**THE PROBLEM**
Check each line below for the word "roof", and copy those that have it.

--- THE DATA Enclosed Below ---

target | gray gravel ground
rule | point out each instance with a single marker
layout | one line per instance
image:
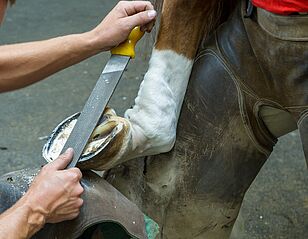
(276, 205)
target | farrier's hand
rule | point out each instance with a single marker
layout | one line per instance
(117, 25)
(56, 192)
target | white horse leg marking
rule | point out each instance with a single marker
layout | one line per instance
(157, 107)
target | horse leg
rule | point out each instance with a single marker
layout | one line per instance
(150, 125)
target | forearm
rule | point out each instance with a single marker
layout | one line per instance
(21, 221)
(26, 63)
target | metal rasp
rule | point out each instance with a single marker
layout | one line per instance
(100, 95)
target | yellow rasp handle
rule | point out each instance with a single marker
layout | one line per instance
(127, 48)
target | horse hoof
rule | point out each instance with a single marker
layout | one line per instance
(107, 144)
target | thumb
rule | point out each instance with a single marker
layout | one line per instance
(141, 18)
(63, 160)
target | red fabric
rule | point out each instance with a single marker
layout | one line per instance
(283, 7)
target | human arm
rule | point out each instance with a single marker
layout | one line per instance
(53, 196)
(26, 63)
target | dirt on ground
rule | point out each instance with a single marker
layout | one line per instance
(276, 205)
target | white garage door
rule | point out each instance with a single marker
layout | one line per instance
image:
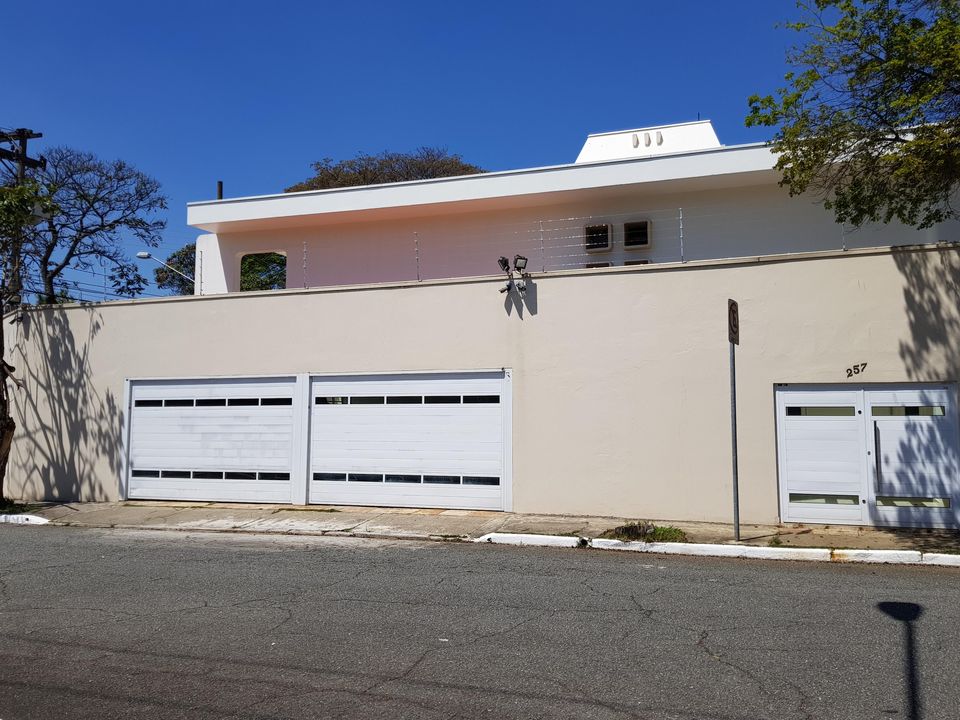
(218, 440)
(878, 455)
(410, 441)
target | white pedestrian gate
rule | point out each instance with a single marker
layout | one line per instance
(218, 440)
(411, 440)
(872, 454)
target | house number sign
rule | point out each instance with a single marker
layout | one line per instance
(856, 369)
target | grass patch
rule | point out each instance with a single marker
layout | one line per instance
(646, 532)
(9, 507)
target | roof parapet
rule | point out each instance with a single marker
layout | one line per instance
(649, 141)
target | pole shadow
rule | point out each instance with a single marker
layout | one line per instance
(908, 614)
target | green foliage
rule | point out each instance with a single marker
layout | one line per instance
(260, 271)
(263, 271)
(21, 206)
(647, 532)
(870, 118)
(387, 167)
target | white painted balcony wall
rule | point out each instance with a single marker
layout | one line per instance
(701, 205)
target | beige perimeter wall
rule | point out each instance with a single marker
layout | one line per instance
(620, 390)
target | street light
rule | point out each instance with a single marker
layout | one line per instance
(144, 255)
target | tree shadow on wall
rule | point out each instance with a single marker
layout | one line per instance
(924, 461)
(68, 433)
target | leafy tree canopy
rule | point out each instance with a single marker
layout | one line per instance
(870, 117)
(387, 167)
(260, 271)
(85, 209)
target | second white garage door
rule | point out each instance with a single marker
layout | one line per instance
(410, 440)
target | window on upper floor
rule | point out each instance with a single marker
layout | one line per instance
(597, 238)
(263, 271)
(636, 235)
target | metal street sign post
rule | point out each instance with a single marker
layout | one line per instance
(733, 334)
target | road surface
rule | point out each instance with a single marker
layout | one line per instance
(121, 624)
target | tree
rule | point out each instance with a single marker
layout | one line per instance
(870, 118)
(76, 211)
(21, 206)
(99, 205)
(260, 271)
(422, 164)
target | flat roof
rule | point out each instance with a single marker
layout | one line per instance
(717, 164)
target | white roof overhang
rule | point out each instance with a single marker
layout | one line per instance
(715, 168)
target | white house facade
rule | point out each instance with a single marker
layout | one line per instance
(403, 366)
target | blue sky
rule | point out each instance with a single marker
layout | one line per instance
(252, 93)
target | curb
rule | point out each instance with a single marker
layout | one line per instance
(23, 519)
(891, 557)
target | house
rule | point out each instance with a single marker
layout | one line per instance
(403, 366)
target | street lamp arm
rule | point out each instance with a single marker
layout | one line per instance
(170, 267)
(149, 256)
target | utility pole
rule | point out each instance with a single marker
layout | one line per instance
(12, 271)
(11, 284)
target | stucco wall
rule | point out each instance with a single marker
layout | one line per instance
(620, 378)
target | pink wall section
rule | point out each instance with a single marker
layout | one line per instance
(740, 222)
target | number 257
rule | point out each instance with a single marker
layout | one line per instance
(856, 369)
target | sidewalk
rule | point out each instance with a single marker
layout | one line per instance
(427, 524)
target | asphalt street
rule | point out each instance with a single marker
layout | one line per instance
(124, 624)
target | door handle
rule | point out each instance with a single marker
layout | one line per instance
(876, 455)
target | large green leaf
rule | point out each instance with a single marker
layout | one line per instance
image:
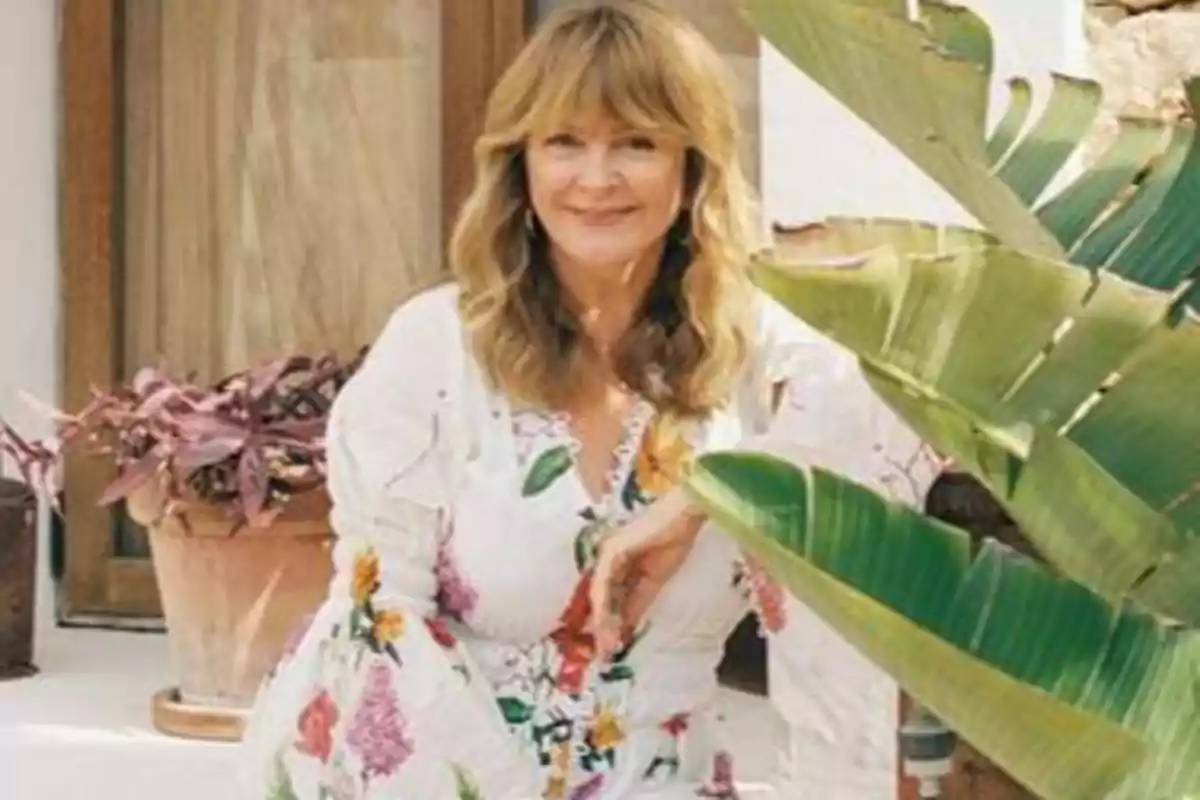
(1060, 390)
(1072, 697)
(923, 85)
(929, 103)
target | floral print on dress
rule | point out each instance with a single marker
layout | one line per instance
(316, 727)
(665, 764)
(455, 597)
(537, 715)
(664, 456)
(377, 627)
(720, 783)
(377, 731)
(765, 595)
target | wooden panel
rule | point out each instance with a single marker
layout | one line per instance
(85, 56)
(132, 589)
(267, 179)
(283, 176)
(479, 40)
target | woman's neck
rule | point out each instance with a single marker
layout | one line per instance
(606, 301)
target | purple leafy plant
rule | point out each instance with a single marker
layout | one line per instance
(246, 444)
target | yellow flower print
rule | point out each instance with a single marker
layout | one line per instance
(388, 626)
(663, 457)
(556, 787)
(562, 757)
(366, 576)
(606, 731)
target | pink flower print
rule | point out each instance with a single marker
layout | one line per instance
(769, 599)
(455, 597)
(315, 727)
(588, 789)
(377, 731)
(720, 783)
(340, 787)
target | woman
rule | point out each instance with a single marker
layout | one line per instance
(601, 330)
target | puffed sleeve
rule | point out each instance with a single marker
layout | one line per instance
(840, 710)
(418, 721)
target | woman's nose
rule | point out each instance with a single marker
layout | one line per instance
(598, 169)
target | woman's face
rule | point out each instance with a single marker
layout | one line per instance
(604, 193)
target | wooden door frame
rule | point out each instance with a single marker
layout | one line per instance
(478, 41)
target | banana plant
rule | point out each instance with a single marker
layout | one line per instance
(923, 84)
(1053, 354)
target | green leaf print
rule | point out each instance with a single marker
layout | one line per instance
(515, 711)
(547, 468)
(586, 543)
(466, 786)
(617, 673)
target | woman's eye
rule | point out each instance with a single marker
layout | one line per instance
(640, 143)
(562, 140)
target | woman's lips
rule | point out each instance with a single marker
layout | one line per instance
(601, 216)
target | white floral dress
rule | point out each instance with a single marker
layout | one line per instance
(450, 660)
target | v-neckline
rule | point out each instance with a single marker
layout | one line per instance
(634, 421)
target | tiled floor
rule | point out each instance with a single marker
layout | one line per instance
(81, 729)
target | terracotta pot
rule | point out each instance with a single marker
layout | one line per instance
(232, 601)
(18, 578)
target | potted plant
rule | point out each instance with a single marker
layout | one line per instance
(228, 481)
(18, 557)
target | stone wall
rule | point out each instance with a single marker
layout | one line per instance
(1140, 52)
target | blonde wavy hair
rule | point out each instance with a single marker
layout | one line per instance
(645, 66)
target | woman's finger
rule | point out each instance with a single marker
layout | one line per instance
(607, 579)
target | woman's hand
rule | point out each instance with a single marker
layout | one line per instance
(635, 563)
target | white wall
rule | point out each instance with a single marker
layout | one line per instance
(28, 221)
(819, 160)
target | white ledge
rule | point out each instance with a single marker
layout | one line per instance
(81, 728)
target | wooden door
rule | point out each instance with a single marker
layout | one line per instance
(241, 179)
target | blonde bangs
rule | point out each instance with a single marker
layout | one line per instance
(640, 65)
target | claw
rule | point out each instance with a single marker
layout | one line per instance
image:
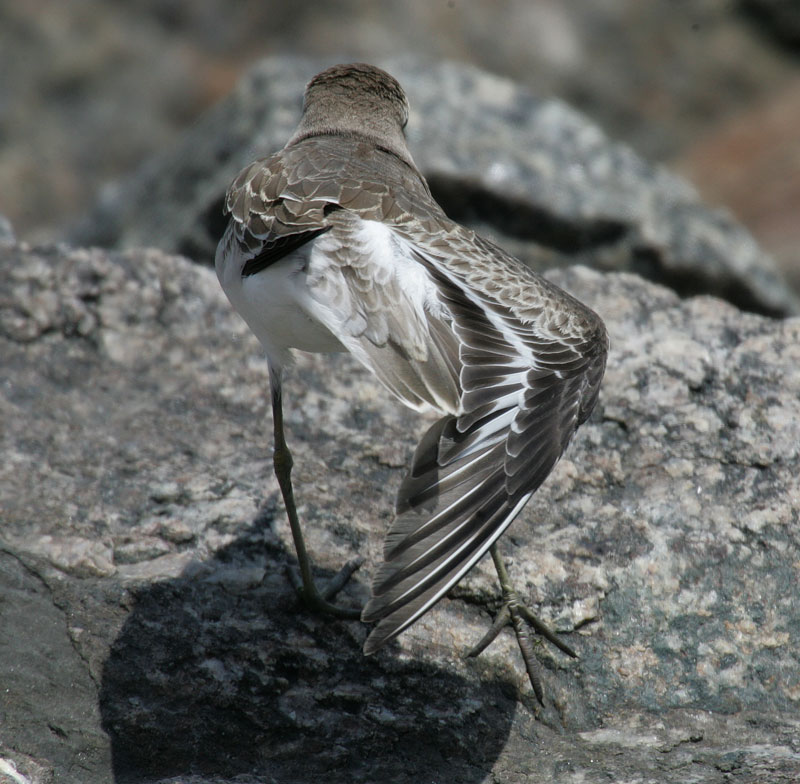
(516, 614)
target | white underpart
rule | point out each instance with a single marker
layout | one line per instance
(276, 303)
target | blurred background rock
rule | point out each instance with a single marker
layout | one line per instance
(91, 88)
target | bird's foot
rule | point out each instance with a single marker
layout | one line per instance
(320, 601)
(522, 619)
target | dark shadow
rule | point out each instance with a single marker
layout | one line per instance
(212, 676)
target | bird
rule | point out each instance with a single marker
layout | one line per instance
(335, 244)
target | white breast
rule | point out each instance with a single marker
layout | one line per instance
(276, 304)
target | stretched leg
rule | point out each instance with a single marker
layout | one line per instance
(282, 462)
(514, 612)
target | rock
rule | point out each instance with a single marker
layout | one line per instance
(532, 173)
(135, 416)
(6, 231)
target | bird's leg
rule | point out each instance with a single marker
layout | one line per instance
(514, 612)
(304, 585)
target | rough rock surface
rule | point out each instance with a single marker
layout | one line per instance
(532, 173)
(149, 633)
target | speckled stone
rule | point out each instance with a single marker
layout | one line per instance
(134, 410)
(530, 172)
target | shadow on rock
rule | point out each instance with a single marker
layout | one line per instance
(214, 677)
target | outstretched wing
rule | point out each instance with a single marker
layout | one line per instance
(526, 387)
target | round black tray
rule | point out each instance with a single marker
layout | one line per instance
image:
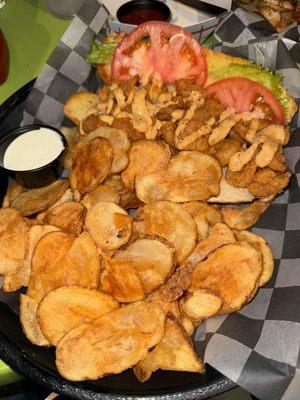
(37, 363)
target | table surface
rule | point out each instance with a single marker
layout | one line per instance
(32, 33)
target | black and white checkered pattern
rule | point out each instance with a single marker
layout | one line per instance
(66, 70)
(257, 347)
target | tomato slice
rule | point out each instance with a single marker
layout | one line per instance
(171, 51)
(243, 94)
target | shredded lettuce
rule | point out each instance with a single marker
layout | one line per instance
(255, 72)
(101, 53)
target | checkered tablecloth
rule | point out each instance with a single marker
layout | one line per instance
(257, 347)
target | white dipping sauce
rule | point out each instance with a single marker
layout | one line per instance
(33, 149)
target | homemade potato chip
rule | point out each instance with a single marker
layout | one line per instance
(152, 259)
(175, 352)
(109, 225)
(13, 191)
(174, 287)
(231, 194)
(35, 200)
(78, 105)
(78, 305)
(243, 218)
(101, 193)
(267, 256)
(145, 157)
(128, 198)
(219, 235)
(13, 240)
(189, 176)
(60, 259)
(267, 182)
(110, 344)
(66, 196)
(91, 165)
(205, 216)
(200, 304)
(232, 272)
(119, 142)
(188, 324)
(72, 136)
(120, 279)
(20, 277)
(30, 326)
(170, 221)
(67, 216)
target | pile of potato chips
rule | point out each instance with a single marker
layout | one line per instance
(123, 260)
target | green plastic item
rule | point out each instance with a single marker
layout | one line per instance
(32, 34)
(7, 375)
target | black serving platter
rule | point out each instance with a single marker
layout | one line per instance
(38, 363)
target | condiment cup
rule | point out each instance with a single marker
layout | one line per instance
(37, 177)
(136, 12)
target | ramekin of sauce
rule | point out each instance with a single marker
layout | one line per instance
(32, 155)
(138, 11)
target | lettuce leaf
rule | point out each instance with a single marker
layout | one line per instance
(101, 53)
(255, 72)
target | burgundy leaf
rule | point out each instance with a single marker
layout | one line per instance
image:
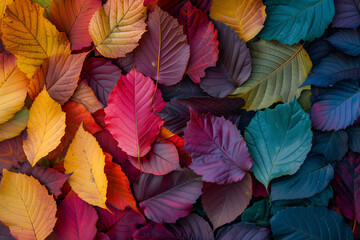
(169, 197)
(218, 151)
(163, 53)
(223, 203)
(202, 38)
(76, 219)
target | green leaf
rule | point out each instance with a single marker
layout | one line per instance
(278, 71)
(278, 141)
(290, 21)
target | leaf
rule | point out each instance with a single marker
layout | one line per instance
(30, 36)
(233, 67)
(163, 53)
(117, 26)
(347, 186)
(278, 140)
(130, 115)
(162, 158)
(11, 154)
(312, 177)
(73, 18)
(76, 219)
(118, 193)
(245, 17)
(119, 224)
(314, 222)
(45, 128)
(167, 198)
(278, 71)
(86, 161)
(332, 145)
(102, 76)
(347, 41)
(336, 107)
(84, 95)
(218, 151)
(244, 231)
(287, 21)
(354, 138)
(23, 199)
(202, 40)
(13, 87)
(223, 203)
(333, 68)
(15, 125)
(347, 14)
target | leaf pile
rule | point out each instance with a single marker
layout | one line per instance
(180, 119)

--- End of Enclosed THE DATA ---

**RESPONSE FOR THIS EXERCISE**
target | roof parapet
target | flat roof
target | white roof overhang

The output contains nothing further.